### Point localization data:
* * * * * * *

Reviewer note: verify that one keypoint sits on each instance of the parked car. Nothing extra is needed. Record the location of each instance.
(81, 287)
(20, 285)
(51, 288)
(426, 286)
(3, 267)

* * * * * * *

### EXERCISE:
Write the entries out once more, exactly as given.

### REPLY TO THE EXERCISE:
Reviewer note: verify that one keypoint sits on each instance of the parked car. Nothing extra is needed. Record the location of each instance.
(81, 287)
(20, 285)
(51, 288)
(426, 286)
(3, 267)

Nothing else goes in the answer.